Task directions
Nothing in the data below may be left out; return all of it exactly.

Provided data below:

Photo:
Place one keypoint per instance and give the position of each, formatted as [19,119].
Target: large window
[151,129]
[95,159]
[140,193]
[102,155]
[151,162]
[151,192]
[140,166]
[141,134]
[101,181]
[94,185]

End of Provided data.

Response for this exercise
Photo:
Place one keypoint per instance and give the position of each, formatted as [19,119].
Target: large window
[151,129]
[95,159]
[140,193]
[102,155]
[151,162]
[151,192]
[140,166]
[141,134]
[101,181]
[94,185]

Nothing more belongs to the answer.